Oleh: Azhary Ideologis (Mahasiswa Al Azhar, Mesir)
Ketika Rasulullah saw diutus, dan memulai da’wahnya di Makkah, orang-orang Quraisy terus melakukan berbagai macam propaganda terhadap da’wah Rasulullah dan para sahabatnya. Mulai dari hinaan, cacian serta tuduhan. Tekanan, ancaman, bahkan upaya pembunuhan pun terus mereka lakukan. Memberi tawaran kedudukan, harta dan wanita pun sudah mereka upayakan. Penyiksaan dan pemboikotan, juga pengejaran saat akan berhijrah juga telah mereka usahakan.
Faktanya, orang-orang Arab Jahiliyah memang dikenal dengan kepiawaian dalam membuat syair. Maka, syair itu menjadi salah satu alat propaganda Quraisy untuk menyerang Nabi Muhammad dan ajaran yang dibawanya yaitu Al Quran. Salah satu penyair yang begitu dihormati, diandalkan dan disegani oleh kalangan Quraisy adalah al- Walid bin al- Mughirah al-Makhzumi. Ia seorang penyair yang cerdas, kaya raya, dan punya kedudukan yang tinggi. Berbagai syair ia lontarkan dalam rangka menggiring opini masyarakat Quraisy agar semakin membenci dan meragukan risalah yang dibawa oleh Rasulullah.
Dalam al-Quran sendiri, Allah telah menghina perbuatan yang dilakukan oleh al Walid ini. Dalam Surat Al Muddatstsir ayat 11-26, Imam Al Qurthubi dan Imam Ath-Thabari sepakat bahwa yang dimaksud dalam ayat tersebut adalah Al Walid bin Mughirah. Allah berfirman :
ذَرْنِي وَمَنْ خَلَقْتُ وَحِيدًا (11) وَجَعَلْتُ لَهُ مَالًا مَمْدُودًا (12) وَبَنِينَ شُهُودًا (13) وَمَهَّدْتُ لَهُ تَمْهِيدًا (14) ثُمَّ يَطْمَعُ أَنْ أَزِيدَ (15) كَلَّا إِنَّهُ كَانَ لِآيَاتِنَا عَنِيدًا (16) سَأُرْهِقُهُ صَعُودًا (17) إِنَّهُ فَكَّرَ وَقَدَّرَ (18) فَقُتِلَ كَيْفَ قَدَّرَ (19) ثُمَّ قُتِلَ كَيْفَ قَدَّرَ (20) ثُمَّ نَظَرَ (21) ثُمَّ عَبَسَ وَبَسَرَ (22) ثُمَّ أَدْبَرَ وَاسْتَكْبَرَ (23) فَقَالَ إِنْ هَذَا إِلَّا سِحْرٌ يُؤْثَرُ (24) إِنْ هَذَا إِلَّا قَوْلُ الْبَشَرِ (25) سَأُصْلِيهِ سَقَرَ (26)
☆ ☆ ☆ ☆
- **PETUNJUK 1**:
Salin ulang semua baris data di bawah ini persis sama, tetapi tanpa gambarnya.

- **BARIS DATA**:
☆ ☆ ☆ ☆
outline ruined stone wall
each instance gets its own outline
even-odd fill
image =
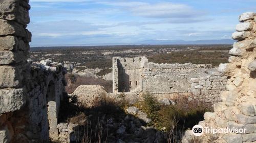
[[[50,60],[27,61],[28,3],[0,1],[0,142],[48,142],[49,137],[58,137],[66,72]]]
[[[226,90],[227,76],[220,72],[215,72],[207,76],[190,79],[191,91],[200,100],[206,102],[220,102],[220,94]]]
[[[143,71],[142,90],[154,94],[187,92],[192,78],[206,76],[205,65],[148,63]]]
[[[96,98],[104,94],[106,92],[100,85],[83,85],[78,86],[72,95],[77,98],[79,105],[90,107]]]
[[[222,102],[214,105],[214,112],[206,112],[203,127],[246,129],[243,133],[204,134],[203,142],[255,142],[256,141],[256,13],[247,12],[239,17],[238,32],[232,34],[235,42],[230,50],[228,64],[221,64],[220,71],[228,76],[227,91],[221,93]],[[183,142],[193,138],[186,132]]]

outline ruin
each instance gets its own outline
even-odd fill
[[[157,64],[148,62],[145,57],[113,58],[114,93],[148,91],[161,99],[192,92],[214,102],[219,101],[218,94],[225,90],[226,79],[210,64]]]
[[[241,23],[232,38],[238,40],[229,51],[229,63],[220,65],[228,76],[227,91],[220,94],[222,101],[214,105],[214,112],[206,112],[203,127],[246,129],[243,133],[227,133],[200,136],[203,142],[215,138],[215,142],[242,143],[256,141],[256,13],[247,12],[239,17]],[[192,130],[186,132],[183,142],[190,142]]]
[[[51,60],[28,60],[28,3],[0,1],[0,142],[48,142],[58,136],[66,70]]]

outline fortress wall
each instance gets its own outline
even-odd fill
☆ ☆ ☆ ☆
- **PETUNJUK 2**:
Menurut kutipan tentang propaganda Quraisy di atas, siapakah penyair yang sangat dihormati dan diandalkan oleh kalangan Quraisy?

- **HASIL 1**:
outline ruined stone wall
each instance gets its own outline
even-odd fill
image =
[[[50,60],[27,61],[28,3],[0,1],[0,142],[48,142],[49,137],[58,137],[66,72]]]
[[[226,90],[227,76],[220,72],[215,72],[207,76],[190,79],[191,91],[200,100],[206,102],[220,102],[220,94]]]
[[[143,71],[142,90],[154,94],[187,92],[192,78],[206,76],[205,65],[148,63]]]
[[[96,98],[104,94],[106,92],[100,85],[83,85],[78,86],[72,95],[77,98],[79,105],[90,107]]]
[[[222,102],[214,105],[214,112],[206,112],[203,127],[246,129],[243,133],[204,134],[203,142],[255,142],[256,141],[256,13],[247,12],[239,17],[238,32],[232,34],[235,42],[230,50],[228,64],[221,64],[220,71],[228,76],[227,91],[221,93]],[[183,142],[193,138],[186,132]]]

outline ruin
each instance gets its own outline
even-odd fill
[[[157,64],[148,62],[145,57],[113,58],[114,93],[148,91],[161,99],[192,92],[214,102],[219,101],[218,94],[225,90],[226,79],[210,64]]]
[[[241,23],[232,38],[238,40],[229,51],[229,63],[220,65],[228,76],[227,91],[220,94],[222,101],[214,105],[214,112],[206,112],[203,127],[246,129],[243,133],[227,133],[200,136],[203,142],[215,138],[215,142],[242,143],[256,141],[256,13],[247,12],[239,17]],[[192,130],[186,132],[183,142],[190,142]]]
[[[51,60],[28,60],[28,3],[0,1],[0,142],[48,142],[58,136],[66,70]]]

outline fortress wall
each instance gets its own outline
even-odd fill

- **HASIL 2**:
Al-Walid bin al-Mughirah al-Makhzumi.